____ Source passage
Monday 15 January 2018

Another billion for Carillion

The Carillion Values
The news this week has been about the crash of Carillion, one of the half-dozen big facilities management conglomerates that feed on public services that have been outsourced by government departments and its agencies. It is no surprise that Carillion has gone into liquidation. As austerity has squeezed public expenditure and reduced the number of capital projects and inflation has spiralled, the price of successful bids and contracts are no longer the cash cows they were previously. Carillion has long been notorious for subcontracting to smaller companies and only paying them after 120 days if they are lucky.

The government, the opposition and the regulators are falling over each other to divert the blame for the collapse. The easy targets are the management with excessive pay to senior executives. Whilst not disputing that management has been guilty of maladministration, politicians and most of the media are not prepared to analyse or acknowledge that their decisions have led to this state of affairs.

Carillion was formed by the merger and acquisition of some formerly well-respected companies such as Tarmac, Mowlem, Alfred McAlpine, and part of the Laing Group that had expertise in construction. They were corralled into Carillion which expanded rapidly by acquisitions and leveraged into debt that allowed hedge funds to make short-term financial gains. They had targeted PFI contracts introduced by the John Major government and continued by Blair and Brown as they sought to reduce public expenditure by the expedient of private finance. This gave the government the excuse to claim financial prudence at the same time as creating significant increases in long-term costs for the government and its agencies. Health authorities and Councils were also forced to adopt this method of capital funding.
________
____ Dataset records
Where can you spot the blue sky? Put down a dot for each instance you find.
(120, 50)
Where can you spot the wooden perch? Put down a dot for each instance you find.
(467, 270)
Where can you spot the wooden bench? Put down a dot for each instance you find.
________
____ Dataset records
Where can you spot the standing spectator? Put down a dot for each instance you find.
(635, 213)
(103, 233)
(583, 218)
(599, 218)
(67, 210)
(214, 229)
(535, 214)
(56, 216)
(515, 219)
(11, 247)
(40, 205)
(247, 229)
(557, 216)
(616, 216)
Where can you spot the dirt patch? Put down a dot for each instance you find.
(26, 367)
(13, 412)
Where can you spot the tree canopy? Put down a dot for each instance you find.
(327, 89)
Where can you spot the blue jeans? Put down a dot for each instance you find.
________
**Problem set**:
1. According to the Carillion post, how long did Carillion take to pay the smaller companies it subcontracted to?
2. Repeat the rows word for word, starting with the row that contains "Where can you spot the blue sky?" and stopping after the row that contains "Where can you spot the wooden bench?".

**Task responses**:
1. It paid them only after 120 days, if they were lucky.

2.
Where can you spot the blue sky? Put down a dot for each instance you find.
(120, 50)
Where can you spot the wooden perch? Put down a dot for each instance you find.
(467, 270)
Where can you spot the wooden bench? Put down a dot for each instance you find.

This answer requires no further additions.